**Request 1:** Output the entries as a JSON list of strings with one string per line and blank lines omitted. Cover everything from the first line of the entries through the line containing "x=165 y=161", including both.

DRIVING TO AMERICA

DRIVING TO AMERICA

GO WEST

Nearly two decades ago, I read Barry Miles’ just-published The Beat Hotel. The book depicts an on-&-off six-year period spent by Allen Ginsberg, Gregory Corso & William Burroughs in a run-down little hotel in the back streets of Paris.  Behind the accounts of their day-to-day lives – Burroughs’ constant quest for exotic drugs, Corso’s womanising & trips into Europe, Ginsberg’s attempts to interest publishers in France, Britain & America in the work the three of them were producing – is a delightful picture of the Europeanising of those three American pilgrims.  There seems little doubt that the breadth, depth & character of the writing that emerged from all three during the late ’50s & early ‘60s owed much to their apprehension of a larger, more cosmopolitan world, experienced within that most cosmopolitan of cities.

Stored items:
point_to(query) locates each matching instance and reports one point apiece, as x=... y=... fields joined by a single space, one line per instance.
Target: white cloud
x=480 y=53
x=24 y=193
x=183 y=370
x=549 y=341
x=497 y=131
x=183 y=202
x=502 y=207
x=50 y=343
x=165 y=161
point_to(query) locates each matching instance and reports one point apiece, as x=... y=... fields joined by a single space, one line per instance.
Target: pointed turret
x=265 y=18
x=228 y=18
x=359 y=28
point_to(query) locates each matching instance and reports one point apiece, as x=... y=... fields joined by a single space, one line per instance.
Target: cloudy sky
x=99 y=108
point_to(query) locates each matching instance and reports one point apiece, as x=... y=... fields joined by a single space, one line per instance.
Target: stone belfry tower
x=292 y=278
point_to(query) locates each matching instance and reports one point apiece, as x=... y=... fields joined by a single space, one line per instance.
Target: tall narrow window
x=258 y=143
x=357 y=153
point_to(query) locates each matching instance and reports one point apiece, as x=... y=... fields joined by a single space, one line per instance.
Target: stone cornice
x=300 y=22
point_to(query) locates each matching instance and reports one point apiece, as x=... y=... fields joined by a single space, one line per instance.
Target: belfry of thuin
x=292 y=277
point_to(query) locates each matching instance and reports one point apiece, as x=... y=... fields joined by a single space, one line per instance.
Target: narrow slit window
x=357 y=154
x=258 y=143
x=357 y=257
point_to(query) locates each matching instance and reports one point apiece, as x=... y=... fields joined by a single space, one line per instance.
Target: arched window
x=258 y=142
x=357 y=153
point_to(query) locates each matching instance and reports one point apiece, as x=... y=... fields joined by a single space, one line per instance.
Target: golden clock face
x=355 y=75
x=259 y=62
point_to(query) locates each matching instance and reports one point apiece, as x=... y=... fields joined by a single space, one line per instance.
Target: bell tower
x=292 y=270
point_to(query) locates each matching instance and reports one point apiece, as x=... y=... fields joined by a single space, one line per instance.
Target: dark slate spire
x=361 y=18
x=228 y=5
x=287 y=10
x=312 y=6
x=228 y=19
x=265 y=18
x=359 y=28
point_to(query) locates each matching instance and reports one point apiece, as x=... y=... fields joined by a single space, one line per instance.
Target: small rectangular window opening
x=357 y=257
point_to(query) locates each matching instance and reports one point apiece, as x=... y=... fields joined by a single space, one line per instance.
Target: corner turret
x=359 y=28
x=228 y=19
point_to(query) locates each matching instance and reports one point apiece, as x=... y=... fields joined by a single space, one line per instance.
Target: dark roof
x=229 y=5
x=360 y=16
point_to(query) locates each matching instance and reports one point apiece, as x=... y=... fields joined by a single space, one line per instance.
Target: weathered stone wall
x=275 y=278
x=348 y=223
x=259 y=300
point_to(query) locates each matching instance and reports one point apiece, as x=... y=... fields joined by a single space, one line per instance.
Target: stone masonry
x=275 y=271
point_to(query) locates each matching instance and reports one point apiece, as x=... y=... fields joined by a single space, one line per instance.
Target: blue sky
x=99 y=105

**Request 2:** Copy the Driving to America text word for word from "Nearly two decades" to "cosmopolitan of cities.", including both ends.

**Worked solution 1:**
[
  "point_to(query) locates each matching instance and reports one point apiece, as x=... y=... fields joined by a single space, one line per instance.",
  "Target: white cloud",
  "x=480 y=53",
  "x=24 y=193",
  "x=183 y=370",
  "x=549 y=341",
  "x=497 y=131",
  "x=183 y=202",
  "x=502 y=207",
  "x=50 y=343",
  "x=165 y=161"
]

**Worked solution 2:**
Nearly two decades ago, I read Barry Miles’ just-published The Beat Hotel. The book depicts an on-&-off six-year period spent by Allen Ginsberg, Gregory Corso & William Burroughs in a run-down little hotel in the back streets of Paris.  Behind the accounts of their day-to-day lives – Burroughs’ constant quest for exotic drugs, Corso’s womanising & trips into Europe, Ginsberg’s attempts to interest publishers in France, Britain & America in the work the three of them were producing – is a delightful picture of the Europeanising of those three American pilgrims.  There seems little doubt that the breadth, depth & character of the writing that emerged from all three during the late ’50s & early ‘60s owed much to their apprehension of a larger, more cosmopolitan world, experienced within that most cosmopolitan of cities.